**Source document**
####
Dear colleague,
An important promise I make to myself and to my students is that we will never do busywork in my classroom.
We'll be busy, for sure. Time is precious, the fruits of learning are priceless, and you only learn by doing work with care.
But it won't be busywork.
Here it's helpful to have a conversation with your students about what busywork is. I even like to ask them to define busywork.

The definitions we arrive at come down to these kinds of things:
- Work assigned for the purpose of keeping students busy versus helping students learn
- Work that I'm doing but I don't know why I'm doing it or how it's going to help me long-term
- Work where the teacher removes themself completely from the learning process and is not there to check for understanding and intervene where needed
- Work that is mindlessly simple or lengthy
So you'll notice that busywork has less to do with being busy in a classroom than it does with:
- Lack of clarity of purpose (Everest Statements and Mini-Sermons help here)
####
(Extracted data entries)
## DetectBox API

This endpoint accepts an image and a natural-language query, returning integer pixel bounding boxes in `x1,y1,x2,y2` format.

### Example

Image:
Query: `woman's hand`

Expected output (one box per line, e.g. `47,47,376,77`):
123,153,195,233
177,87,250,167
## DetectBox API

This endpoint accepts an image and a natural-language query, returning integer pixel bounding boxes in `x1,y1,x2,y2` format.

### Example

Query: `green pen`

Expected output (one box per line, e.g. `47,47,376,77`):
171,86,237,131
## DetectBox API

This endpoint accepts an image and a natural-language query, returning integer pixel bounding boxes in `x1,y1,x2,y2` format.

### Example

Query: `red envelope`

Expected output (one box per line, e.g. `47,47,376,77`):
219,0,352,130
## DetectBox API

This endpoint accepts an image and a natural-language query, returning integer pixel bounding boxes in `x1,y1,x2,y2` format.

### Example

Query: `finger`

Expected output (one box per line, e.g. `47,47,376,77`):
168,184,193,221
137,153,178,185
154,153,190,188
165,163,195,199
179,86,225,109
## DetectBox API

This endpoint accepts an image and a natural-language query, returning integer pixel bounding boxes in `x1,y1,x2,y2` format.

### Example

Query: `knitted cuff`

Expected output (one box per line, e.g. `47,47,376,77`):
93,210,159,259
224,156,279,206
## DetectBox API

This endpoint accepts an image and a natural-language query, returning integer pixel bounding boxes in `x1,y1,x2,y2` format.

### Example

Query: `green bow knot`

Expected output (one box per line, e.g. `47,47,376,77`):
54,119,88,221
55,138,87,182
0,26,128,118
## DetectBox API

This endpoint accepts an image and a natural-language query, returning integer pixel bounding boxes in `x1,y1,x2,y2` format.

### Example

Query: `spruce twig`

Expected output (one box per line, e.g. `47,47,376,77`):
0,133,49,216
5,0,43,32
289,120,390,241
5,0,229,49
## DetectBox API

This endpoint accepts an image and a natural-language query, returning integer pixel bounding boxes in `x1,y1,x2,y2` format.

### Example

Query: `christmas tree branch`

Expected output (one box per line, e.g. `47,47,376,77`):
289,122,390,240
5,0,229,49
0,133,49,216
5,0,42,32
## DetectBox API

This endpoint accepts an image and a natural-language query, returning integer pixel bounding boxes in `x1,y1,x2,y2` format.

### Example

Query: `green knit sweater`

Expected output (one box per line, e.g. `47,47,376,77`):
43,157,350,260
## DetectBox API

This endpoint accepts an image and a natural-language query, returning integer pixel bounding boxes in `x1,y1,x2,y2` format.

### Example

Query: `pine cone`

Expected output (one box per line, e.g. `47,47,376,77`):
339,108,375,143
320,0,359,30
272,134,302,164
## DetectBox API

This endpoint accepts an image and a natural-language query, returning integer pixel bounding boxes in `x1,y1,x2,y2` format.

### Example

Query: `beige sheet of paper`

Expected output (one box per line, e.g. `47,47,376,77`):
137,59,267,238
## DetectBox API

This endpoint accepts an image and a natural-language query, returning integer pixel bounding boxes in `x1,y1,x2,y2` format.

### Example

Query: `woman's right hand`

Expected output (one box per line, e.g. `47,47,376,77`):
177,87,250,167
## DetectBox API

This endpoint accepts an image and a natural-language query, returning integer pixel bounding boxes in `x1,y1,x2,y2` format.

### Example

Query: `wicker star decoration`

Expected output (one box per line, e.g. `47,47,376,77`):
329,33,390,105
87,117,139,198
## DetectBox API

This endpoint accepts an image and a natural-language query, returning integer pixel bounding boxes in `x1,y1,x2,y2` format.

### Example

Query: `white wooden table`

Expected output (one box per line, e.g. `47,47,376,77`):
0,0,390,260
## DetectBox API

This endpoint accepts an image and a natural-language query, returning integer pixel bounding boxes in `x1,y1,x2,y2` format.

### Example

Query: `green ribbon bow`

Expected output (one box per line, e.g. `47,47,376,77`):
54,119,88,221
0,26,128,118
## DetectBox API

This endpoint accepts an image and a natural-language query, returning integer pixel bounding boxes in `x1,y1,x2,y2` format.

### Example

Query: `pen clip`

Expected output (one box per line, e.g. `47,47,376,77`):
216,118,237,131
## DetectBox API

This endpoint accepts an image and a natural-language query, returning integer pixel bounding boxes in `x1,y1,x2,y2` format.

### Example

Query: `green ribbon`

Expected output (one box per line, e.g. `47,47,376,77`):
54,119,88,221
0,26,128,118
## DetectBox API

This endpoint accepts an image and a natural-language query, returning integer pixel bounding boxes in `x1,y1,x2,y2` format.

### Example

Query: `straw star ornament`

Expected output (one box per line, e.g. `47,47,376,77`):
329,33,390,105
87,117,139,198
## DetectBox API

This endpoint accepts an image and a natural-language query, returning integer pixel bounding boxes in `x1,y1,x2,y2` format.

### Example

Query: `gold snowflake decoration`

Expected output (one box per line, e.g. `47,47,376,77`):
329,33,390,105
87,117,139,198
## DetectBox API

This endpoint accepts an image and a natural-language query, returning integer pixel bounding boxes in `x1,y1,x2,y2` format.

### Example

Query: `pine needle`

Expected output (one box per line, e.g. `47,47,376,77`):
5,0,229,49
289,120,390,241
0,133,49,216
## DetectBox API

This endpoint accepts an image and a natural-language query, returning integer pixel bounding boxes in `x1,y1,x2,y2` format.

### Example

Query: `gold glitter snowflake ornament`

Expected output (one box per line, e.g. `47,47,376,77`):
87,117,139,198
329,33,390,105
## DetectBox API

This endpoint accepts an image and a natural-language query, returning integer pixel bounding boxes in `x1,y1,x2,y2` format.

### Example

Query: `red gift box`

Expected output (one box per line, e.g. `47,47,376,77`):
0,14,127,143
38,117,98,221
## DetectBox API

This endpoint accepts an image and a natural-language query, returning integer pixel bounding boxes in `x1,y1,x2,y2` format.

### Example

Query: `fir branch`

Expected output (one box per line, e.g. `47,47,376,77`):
####
**Direction 1**
Answer these questions using the letter on busywork:
(a) What promise does the writer make to themselves and to their students?
(b) What does the writer like to ask students to do with the word busywork?
(c) What two things does the writer name as helping with a lack of clarity of purpose?
**Direction 2**
Resume the letter on busywork, picking up right after its final line.
The records have nothing to do with what comes next.

**Final result 1**
(a) That they will never do busywork in the classroom.
(b) To define it.
(c) Everest Statements and Mini-Sermons.

**Final result 2**
- Lack of teacher presence (checking for understanding, intervening when students are struggling, provoking and answering questions)
- Lack of a proper “fit” for students
- Lack of the teacher's will to teach (e.g., “I'm just going to keep them busy today” versus “I'm going to help them grow today”)
We need our classes to develop the ability to be busy about the business of learning. After all, that's why we're here. But it can help our Credibility a lot if we take time periodically to differentiate what we are doing from the negative instances of busywork that students have experienced.
Teaching right beside you,
DSJR
P.S. Here's a short video I made on this topic.
P.P.S. Focused Finish seminar happens next week! Register yourself or your team here!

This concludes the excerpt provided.